▸ **POKAZANY TEKST**
▽
Tak zaczynał Krystian Ochman. Dziadek artysty, Wiesław Ochman: „Zrobił to, dla tego jednego pocałunku”

Katarzyna Pasztaleńska
8 min przeczytany
Wiesław Ochman o Krystianie Ochmanie, fot. ONS/zlotascena.pl

Wiesław Ochman był gościem Anny Jurksztowicz w ramach video-podcastu „Złota Sceny: Legendy Showbiznesu”. Legendarny artysta operowy opowiedział m.in. o swoim utalentowanym wnuku. Zdradził, od czego zaczęła się jego przygoda z muzyką i wielką sceną. Tę historię znają tylko nieliczni.

Kim jest Wiesław Ochman?

Urodził się w Warszawie 6 lutego 1937 roku. Choć młody Ochman nie marzył o karierze śpiewaka, a raczej o zostaniu malarzem, jego droga zawodowa potoczyła się inaczej. Po ukończeniu szkoły podstawowej na warszawskiej Pradze rozpoczął naukę w Liceum Plastycznym w Bolkowie na Dolnym Śląsku. Następnie podjął studia na Wydziale Ceramiki Akademii Górniczo-Hutniczej w Krakowie.
△
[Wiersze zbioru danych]
▽
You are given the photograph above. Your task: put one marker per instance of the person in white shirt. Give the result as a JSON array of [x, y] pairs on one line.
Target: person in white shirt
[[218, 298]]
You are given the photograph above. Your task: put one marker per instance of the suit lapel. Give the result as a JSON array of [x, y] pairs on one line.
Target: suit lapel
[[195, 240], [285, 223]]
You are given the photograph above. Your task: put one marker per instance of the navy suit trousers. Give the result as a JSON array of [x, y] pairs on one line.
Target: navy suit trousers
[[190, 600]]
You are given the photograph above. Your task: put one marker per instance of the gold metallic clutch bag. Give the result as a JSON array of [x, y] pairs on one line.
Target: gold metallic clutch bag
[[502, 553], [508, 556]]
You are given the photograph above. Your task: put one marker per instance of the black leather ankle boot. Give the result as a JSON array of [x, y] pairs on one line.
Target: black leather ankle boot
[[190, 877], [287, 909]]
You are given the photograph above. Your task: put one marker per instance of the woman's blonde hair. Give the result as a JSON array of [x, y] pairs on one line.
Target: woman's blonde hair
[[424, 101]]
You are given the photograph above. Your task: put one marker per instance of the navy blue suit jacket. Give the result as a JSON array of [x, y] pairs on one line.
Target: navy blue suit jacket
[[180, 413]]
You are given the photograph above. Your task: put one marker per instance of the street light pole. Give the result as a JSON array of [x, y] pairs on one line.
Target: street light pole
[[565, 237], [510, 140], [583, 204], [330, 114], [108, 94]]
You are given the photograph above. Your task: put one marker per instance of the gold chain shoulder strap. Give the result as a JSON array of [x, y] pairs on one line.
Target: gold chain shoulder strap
△
▽
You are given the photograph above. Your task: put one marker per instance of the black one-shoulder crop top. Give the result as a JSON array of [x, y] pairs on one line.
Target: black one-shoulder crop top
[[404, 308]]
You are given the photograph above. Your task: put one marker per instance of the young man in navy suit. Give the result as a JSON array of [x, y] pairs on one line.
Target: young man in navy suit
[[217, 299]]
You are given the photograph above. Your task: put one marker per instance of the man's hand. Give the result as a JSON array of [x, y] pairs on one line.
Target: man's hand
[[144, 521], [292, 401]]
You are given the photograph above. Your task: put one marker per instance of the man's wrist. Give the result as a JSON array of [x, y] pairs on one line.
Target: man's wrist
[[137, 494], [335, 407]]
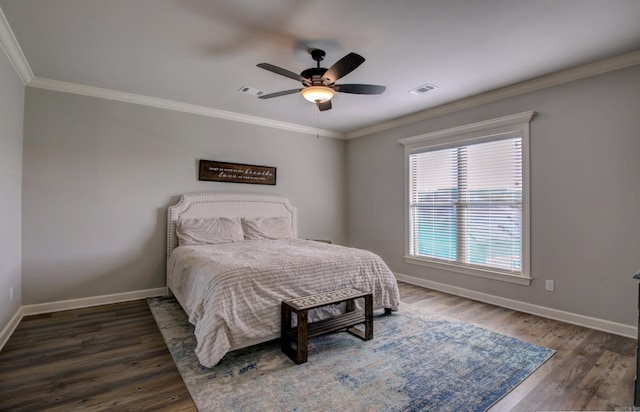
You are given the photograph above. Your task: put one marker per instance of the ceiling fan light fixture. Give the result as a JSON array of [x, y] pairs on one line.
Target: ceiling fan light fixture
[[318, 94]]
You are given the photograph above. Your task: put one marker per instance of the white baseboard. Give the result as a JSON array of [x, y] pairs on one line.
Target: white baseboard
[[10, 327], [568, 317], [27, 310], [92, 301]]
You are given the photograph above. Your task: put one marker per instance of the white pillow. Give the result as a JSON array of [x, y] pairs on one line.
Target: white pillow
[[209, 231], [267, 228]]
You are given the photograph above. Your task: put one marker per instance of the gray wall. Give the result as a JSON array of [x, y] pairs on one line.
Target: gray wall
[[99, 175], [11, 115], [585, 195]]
△
▸ **SZCZEGÓŁY ZADANIA**
Podaj dalszy ciąg tekstu o Wiesławie Ochmanie, zaczynając tuż po jego ostatnim zdaniu. Wiersze nie mają nic wspólnego z tekstem o Wiesławie Ochmanie.

▸ **WYNIK ZADANIA**
Jednak już wówczas zaczął występować jako solista w Zespole Pieśni i Tańca AGH „Krakus”, działającym przy uczelni. Jego kariera muzyczna nabrała tempa – przez trzy sezony śpiewał na deskach Państwowej Opery Śląskiej. W 1963 roku przeniósł się do Teatru Operowego w Krakowie, lecz już wkrótce powrócił do stolicy, gdzie wkrótce miało otworzyć się odbudowane z gruzów Teatr Wielki.

Anna Jurksztowicz i Wiesław Ochman w studiu Złotej Sceny, fot. zlotascena.pl
Anna Jurksztowicz i Wiesław Ochman w studiu Złotej Sceny, fot. zlotascena.pl

W styczniu 1967 roku Ochman wykonał partię Turiddu w premierze „Rycerskości wieśniaczej” Pietro Mascagniego na scenie Państwowej Opery w Berlinie. Występował także na renomowanych scenach w Monachium, Hamburgu czy w Wielkiej Operze Paryskiej. Jego talent doceniono również za oceanem – śpiewał w Chicago, Nowym Jorku i San Francisco.

Ochman pozostawił po sobie także liczne nagrania, w tym dla „Polskich Nagrań” oraz prestiżowej wytwórni Deutsche Grammophon. Wśród jego płyt znajdują się m.in. „Idomeneusz” Mozarta, „Salome” Richarda Straussa, „Requiem” Mozarta oraz moniuszkowska „Halka”.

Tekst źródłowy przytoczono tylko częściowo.